▶ Source extract:
##############################
Readjustment benefits, for example, have provided education and training, unemployment compensation, and home loan benefits for World War II and Korean conflict veterans at a cost to date of about $27 billion. Furthermore, we should and will continue to provide disability and death compensation and hospital and other benefits for veterans disabled in service, who are our first responsibility.

The Federal Government is presently spending $5 billion a year for veterans' services and benefits and veterans already enjoy a highly

preferred position among the groups which receive special Federal assistance.

There is one more important point. World and domestic developments have placed upon the Federal Government a whole range of urgent responsibilities which have resulted in the continuation of a high Federal budget and create the prospect that financial stringency will continue for many years. Continuing world tension requires large security expenditures, and there are also great pressures for expansion in a wide range of domestic programs. The continuation of Federal expenditures and taxes at record peacetime levels has helped generate inflationary pressures, which, if allowed to continue unabated can weaken our whole economy. In this situation, there are many claimants for Federal resources and not all desires can be met.
##############################
▶ Problems to solve:
A - How much is the Federal Government presently spending each year on veterans' services and benefits, according to the passage on veterans' benefits?
B - Carry on the passage on veterans' benefits and the Federal budget from its final sentence, keeping its tone and subject.

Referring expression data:
##############################
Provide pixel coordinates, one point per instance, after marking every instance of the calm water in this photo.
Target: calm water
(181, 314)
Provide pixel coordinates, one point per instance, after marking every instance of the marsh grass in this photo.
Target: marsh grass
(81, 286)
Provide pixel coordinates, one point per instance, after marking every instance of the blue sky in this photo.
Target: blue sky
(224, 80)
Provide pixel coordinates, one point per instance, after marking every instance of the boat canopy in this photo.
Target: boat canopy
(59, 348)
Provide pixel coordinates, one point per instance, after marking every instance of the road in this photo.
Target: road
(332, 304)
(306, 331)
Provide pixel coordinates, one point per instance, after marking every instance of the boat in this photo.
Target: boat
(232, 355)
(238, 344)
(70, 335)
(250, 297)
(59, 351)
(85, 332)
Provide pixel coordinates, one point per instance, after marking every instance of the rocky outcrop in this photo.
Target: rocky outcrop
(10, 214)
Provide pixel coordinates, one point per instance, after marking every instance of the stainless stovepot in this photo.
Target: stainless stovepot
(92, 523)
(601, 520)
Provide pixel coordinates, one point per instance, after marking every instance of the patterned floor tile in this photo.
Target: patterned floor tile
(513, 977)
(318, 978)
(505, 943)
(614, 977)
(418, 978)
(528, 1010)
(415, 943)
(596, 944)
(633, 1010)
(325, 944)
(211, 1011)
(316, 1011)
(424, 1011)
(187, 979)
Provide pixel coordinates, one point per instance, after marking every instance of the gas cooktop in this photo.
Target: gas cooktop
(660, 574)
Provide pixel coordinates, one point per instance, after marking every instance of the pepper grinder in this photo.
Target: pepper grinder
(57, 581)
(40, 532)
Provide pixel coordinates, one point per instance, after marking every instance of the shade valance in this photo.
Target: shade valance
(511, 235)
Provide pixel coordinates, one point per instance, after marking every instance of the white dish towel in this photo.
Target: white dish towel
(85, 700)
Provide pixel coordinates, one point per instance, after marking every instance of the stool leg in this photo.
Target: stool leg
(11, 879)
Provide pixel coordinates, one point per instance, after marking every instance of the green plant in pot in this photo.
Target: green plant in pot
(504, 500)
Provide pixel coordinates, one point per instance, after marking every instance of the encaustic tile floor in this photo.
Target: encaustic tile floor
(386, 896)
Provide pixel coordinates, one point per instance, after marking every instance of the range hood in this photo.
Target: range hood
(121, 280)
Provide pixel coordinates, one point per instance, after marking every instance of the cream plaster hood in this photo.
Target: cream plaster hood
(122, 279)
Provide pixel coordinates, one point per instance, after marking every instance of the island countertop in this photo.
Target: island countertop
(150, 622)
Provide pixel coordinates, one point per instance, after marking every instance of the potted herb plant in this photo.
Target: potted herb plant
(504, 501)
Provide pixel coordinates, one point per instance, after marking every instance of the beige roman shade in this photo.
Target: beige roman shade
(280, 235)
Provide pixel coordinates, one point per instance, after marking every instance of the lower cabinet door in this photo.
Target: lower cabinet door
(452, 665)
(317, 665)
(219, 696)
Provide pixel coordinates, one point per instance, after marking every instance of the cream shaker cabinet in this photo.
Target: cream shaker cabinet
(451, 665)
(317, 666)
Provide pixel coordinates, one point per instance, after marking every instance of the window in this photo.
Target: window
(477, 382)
##############################
▶ Solved problems:
A - $5 billion a year.

B -
We are gratified that the principle of basing veterans' pensions on need has received wide acceptance. However, this will mean little or nothing if the income Imitations and other specific provisions of law which govern the payment of veterans' pensions are allowed to deviate to widely from the basic standards in the other social programs applicable to the general population.

We support the continuation of a separate veterans' pension system. However, we believe that the benefit provisions of H.R. 7650 are deficient in the many respects which I have noted and that the cost of pensions under this bill would be far higher than is necessary. We urge your committee to adopt a pension bill which will provide a sound, equitable, and adequate program free from the serious defects which H.R. 7650 contains.

The CHAIRMAN. Thank you very much, Mr. Stans.

Mr. Stans, do I understand that this bill as passed by the House would increase the non-service-connected pensions by 30 percent? Mr. STANS. In the first year.

The CHAIRMAN. How much would the increase be over the 40-year period?

Mr. STANS. The increase would be $10 billion between now and the year 2000.

The CHAIRMAN. How long has it been since the last increase?

Mr. STANS. The last increase in pensions, I understand, occurred in 1954.

The CHAIRMAN. Was it last year that this committee reported on a bill granting a 10-percent increase for those in the service-connected. categories?

Mr. STANS. As I understand it, the bill that was reported out was enacted last year, but I am not sure of the percentage at the moment. The CHAIRMAN. Can that information be furnished?

Mr. STANS. I will furnish it for the record.

(The information supplied by the Director of the Bureau of the Budget follows:)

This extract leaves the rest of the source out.